## SOURCE DOCUMENT

· · · ·

# black saltwater trolling motor



## klfred (Nov 18, 2014)

looking for a simple black 12v 50-55lb thrust trolling motor. Have always had Minnkota but all of their saltwater series are white - which doesn't work well on a boat that will have some time as a duck blind. I just want simple tiller bow mount - no remote. Any suggestions appreciated.


----------



## paint it black (Nov 3, 2007)

I would just buy a black "freshwater" minn kota. The only difference (per their own statements) is that the "Saltwater" White motors get an etching primer before they paint it, and the color. The only thing that'll be effected is the paint, and well over time it'll corrode if there's paint missing. My buddies have been using the black ones for a while and haven't had issues. 


With that said, I think Rhodan's motors are black.


----------



## permitchaser (Aug 26, 2013)

Buy a black Minkota and zip tie a salt water metal thingie that degrades


----------



## klfred (Nov 18, 2014)

> Buy a black Minkota and zip tie a salt water metal thingie that degrades


zincs. yeah contacted minnkota and was told using it in saltwater voids warranty and that the boards on the saltwater versions are protected.

· · · ·

## COLLECTED MATERIAL
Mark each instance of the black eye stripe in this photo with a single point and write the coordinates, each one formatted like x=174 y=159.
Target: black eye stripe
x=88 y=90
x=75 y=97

· · · ·

## DIRECTIVES
1) Name each distinct username that posts in the trolling motor thread, listing each one only once.
2) Quote the trolling motor thread word for word, beginning at the words "looking for a" and stopping after the words "motors are black.".
3) Extend the trolling motor thread past its final post with a few more replies in the same style.

## WRITTEN RESPONSES
1) klfred, paint it black, permitchaser

2)
looking for a simple black 12v 50-55lb thrust trolling motor. Have always had Minnkota but all of their saltwater series are white - which doesn't work well on a boat that will have some time as a duck blind. I just want simple tiller bow mount - no remote. Any suggestions appreciated.


----------



## paint it black (Nov 3, 2007)

I would just buy a black "freshwater" minn kota. The only difference (per their own statements) is that the "Saltwater" White motors get an etching primer before they paint it, and the color. The only thing that'll be effected is the paint, and well over time it'll corrode if there's paint missing. My buddies have been using the black ones for a while and haven't had issues. 


With that said, I think Rhodan's motors are black.

3)
rhodans are fancy / gps. I just want a simple tiller. with a quick release mounting pad - black also.


----------



## permitchaser (Aug 26, 2013)

Paint the white one camo


----------



## LLeone (Apr 8, 2015)

Black denotes freshwater TMs. 
Buy a used one and attached a zinc to the motor housing.


----------



## GSSF (May 25, 2013)

I've been running a a black freshwater minn kota for almost 3 years with no issues.  I did scuff and paint the clamps, though. It's a transom mount.


----------



## Bonecracker (Mar 29, 2007)

You mean like this??



You had to special order it 14 years ago from Hells Bay!! ;D


----------



## Backwater (Dec 14, 2014)

What kind of boat? What kind of mount do you need? Will you fish it in saltwater?


----------



## jimsmicro (Oct 29, 2013)

I'm using a freshwater TM on my tunnel jon for flats fishing, no problems yet. The differences between fresh and salt versions is an anode on the prop and some of the fasteners on the shaft are stainless instead of just chrome or painted steel.


----------



## mark_gardner (Mar 18, 2009)

Just buy a freshwater model or paint a saltwater version black..... Me personally i just buy the freshwater series as im more likely to wear it out from use long before the corrosion sets in and destroys it...... Freshwater models are generally cheaper $$$$ as well


----------



## klfred (Nov 18, 2014)

> Just buy a freshwater model or paint a saltwater version black..... Me personally i just buy the freshwater series as im more likely to wear it out from use long before the corrosion sets in and destroys it...... Freshwater models are generally cheaper $$$$ as well



thats the plan . thought i'd be able to find a black saltwater - guess not.


----------



## swampfox (May 9, 2007)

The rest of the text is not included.